Eli Lilly Ranbaxy Sells Four Brands: Indian Express reports that Nicholas Piramal has acquired three brands, Mucokef, Zidime and Keroxime from American multinational Eli Lilly & Company and one, an anti-viral, Lovir from the Delhi-based Ranbaxy Laboratories. The four brands have a combined turnover of Rs 8-9 crore and analysts say that the consideration could be in the region of Rs 10 crore. Eli Lilly Ranbaxy is a 50:50 joint venture between the two partners and has been marketing a range of formulations like Illetin 30/70, Humalog and Huminsulin for diabetes.

Osteoporosis in Men: Dr. Mark S. Nanes and colleagues at the Veterans' Administration Medical Center in Atlanta, Georgia, note in a report in the December issue of the journal Chest, that men with chronic lung disease, like asthma, are at high risk of developing osteoporosis, especially if they take a common asthma medication. For men who used asthma drugs called glucocorticoids, the risk was nine times higher than for men without lung disease, the researchers report. And even though inhaled glucocorticoids cause fewer side effects than oral versions of the drugs, both forms had similar effects on the risk of osteoporosis, Nanes said in the interview.

Men are from Mars...: Scientists at Johns Hopkins have discovered "striking" differences between men and women in a part of the brain linked with ability to estimate time,
judge speed, visualize things three-dimensionally and solve mathematical problems. In a study reported in the journal Cerebral Cortex, the researchers show that the inferior parietal lobule (IPL) of the brain is significantly larger overall in men than in women. The area is part of the cerebral cortex and appears on both sides of the brain, just above ear-level. The study "Sex Differences in the Inferior Parietal Lobule," appeared in Cerebral Cortex, December 1999, vol 9, no 8.  They add that it won't settle any disputes over who takes out the garbage.

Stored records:
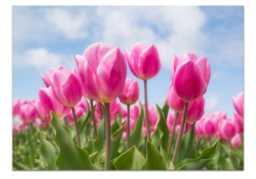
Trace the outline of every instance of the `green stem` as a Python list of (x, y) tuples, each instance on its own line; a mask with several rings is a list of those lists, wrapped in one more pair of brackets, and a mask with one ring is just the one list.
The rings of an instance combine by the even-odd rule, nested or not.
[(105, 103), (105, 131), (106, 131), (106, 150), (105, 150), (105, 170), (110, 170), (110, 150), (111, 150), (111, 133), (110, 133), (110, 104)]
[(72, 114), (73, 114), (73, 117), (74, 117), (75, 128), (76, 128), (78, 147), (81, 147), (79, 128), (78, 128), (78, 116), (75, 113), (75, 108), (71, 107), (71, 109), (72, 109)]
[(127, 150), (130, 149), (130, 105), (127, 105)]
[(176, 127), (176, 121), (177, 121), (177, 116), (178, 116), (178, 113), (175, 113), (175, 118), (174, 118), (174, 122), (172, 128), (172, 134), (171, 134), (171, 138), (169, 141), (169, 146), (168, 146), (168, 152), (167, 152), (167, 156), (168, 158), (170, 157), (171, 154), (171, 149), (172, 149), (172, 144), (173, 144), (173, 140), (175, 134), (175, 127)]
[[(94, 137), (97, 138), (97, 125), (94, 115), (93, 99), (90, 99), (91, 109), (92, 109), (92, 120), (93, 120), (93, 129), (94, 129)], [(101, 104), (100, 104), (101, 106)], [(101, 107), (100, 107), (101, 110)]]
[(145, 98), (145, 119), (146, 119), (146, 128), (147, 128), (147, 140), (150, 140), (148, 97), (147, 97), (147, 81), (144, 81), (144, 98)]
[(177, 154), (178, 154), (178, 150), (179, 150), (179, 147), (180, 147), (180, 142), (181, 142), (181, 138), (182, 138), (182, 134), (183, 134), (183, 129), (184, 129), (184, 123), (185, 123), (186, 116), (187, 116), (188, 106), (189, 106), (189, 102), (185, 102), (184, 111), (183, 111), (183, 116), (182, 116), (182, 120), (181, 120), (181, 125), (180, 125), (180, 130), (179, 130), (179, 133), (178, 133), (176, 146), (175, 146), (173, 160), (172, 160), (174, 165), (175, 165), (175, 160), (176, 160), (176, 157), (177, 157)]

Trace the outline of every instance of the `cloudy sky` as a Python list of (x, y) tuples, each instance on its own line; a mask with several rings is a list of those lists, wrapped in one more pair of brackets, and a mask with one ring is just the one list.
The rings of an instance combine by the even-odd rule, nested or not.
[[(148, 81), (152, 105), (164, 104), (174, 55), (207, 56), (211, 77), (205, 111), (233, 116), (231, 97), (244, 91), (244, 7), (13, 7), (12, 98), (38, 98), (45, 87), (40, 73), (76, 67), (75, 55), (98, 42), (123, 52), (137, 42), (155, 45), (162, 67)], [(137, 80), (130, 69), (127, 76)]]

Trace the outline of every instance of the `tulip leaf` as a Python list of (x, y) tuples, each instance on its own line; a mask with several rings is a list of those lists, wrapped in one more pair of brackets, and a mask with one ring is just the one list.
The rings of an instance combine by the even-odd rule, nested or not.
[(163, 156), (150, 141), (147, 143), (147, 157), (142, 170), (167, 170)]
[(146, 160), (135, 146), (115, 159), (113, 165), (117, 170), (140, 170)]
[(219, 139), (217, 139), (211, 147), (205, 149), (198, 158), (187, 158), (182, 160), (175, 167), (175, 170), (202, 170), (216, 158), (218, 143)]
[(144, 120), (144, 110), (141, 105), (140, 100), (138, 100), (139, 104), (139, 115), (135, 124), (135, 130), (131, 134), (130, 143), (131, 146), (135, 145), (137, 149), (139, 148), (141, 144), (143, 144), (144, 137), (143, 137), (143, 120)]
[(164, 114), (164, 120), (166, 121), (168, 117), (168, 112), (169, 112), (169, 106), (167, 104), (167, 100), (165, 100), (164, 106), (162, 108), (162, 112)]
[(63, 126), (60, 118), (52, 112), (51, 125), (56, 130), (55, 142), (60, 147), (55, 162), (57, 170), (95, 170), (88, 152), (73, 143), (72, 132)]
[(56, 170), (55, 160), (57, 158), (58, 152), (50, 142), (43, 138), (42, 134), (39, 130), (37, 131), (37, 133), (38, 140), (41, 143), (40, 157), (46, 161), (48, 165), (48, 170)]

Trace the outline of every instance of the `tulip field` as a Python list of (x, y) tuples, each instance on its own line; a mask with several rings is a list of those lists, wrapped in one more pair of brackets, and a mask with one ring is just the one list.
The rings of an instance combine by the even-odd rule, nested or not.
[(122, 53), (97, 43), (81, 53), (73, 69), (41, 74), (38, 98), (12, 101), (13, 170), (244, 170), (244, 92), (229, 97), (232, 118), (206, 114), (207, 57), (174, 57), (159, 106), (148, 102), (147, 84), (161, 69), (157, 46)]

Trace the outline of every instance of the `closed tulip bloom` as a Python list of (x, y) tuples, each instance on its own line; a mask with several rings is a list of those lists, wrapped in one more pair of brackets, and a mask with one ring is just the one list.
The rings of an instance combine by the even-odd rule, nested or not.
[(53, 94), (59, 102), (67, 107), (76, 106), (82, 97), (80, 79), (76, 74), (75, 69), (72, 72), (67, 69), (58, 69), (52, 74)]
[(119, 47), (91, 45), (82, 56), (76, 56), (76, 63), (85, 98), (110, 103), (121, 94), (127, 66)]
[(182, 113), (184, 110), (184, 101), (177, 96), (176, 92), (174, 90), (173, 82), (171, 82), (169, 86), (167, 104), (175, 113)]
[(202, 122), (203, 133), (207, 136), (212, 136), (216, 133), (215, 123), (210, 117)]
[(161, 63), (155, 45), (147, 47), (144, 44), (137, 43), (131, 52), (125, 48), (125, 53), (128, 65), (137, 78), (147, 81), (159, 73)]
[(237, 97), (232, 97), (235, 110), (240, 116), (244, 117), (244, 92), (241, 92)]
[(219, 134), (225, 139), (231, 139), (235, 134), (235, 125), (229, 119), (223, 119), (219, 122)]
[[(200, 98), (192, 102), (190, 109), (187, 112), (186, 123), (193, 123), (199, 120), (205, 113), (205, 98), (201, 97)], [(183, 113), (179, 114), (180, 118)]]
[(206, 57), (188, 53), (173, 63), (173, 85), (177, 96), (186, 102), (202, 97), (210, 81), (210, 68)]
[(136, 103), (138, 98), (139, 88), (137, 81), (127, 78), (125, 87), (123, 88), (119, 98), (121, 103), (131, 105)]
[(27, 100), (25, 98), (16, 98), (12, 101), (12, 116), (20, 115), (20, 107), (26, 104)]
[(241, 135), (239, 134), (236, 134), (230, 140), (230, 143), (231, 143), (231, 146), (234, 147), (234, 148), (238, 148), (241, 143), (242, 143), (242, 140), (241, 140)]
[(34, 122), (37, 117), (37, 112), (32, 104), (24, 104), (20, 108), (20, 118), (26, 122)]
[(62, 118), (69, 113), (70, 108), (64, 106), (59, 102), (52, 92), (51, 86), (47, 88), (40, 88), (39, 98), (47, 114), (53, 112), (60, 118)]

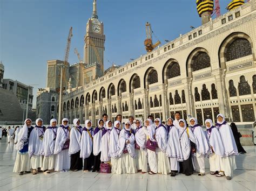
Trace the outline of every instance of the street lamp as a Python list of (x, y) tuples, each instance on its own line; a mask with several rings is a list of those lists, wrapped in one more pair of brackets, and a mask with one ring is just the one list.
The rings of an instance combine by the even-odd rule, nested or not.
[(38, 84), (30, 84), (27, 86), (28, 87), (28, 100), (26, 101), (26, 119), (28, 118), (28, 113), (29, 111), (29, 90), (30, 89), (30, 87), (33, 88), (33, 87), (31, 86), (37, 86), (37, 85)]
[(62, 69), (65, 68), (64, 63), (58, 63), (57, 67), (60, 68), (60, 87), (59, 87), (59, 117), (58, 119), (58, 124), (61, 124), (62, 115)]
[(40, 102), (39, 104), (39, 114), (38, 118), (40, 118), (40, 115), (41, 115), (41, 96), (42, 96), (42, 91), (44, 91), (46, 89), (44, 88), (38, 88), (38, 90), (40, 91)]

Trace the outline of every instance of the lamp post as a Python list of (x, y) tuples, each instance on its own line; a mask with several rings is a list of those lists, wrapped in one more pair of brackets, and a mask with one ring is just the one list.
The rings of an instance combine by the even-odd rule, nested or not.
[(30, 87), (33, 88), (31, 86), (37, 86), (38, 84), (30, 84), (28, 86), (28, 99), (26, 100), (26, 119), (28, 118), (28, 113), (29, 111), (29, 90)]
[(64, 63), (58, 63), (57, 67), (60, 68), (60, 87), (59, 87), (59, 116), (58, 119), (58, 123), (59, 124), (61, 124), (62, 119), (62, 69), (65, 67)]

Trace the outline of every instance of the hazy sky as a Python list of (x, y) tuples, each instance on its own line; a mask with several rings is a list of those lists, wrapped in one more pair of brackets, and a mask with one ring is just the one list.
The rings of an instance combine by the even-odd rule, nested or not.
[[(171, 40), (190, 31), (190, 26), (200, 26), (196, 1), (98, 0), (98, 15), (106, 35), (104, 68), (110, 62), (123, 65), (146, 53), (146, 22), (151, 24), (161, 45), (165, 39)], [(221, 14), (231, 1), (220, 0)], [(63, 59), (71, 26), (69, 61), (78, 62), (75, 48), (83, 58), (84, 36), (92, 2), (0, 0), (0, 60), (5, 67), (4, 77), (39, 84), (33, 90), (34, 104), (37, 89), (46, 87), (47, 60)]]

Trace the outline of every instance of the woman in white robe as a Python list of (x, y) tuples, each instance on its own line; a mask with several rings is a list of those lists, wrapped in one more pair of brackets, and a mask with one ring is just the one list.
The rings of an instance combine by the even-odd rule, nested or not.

What to work on:
[A] List the four brands that the news briefs say Nicholas Piramal acquired.
[B] In the news briefs, how much higher was the osteoporosis risk for men who used glucocorticoids than for men without lung disease?
[C] Resume the news briefs after their final sentence.

Responses for each task:
[A] Mucokef, Zidime, Keroxime, Lovir

[B] Nine times higher.

[C]
Sex under the Eye of MRI: Ever since Leonardo da Vinci drew the anatomy of human copulation, anatomists have wondered how male and female genitals interact. Eight couples in the Netherlands have engaged in sexual intercourse under the scrutiny of a magnetic resonance imaging (MRI) machine. The most enlightening finding of the study is that during sexual intercourse in the missionary position, the penis is curved like a banana. The study was published in December 18 issue of the British Medical Journal (www.bmj.com). The MRI photos are published along with the study.
 

AIDS in Mumbai: Boston Globe reports, Rabiya is a prostitute in Kamathipura, the red-light district in South Mumbai. It is not an easy life.  With a going rate of 20 to 250 rupees per sex act (50 cents to $6.25), it is almost impossible for her to work herself out of the job. She was recruited by Population Services International, a non-governmental organization, to join a sort of AIDS brigade, and now, she and 15,000 other sex workers in Mumbai have added AIDS to their list of dangers and degradations. "Some men offer us more money not to use a condom," she said, "We try to make them understand that the illness is here." The red-light district project is an example of what is called "social marketing" – the distribution of condoms, mosquito nets, medicines, and other health aids vital to Third World countries.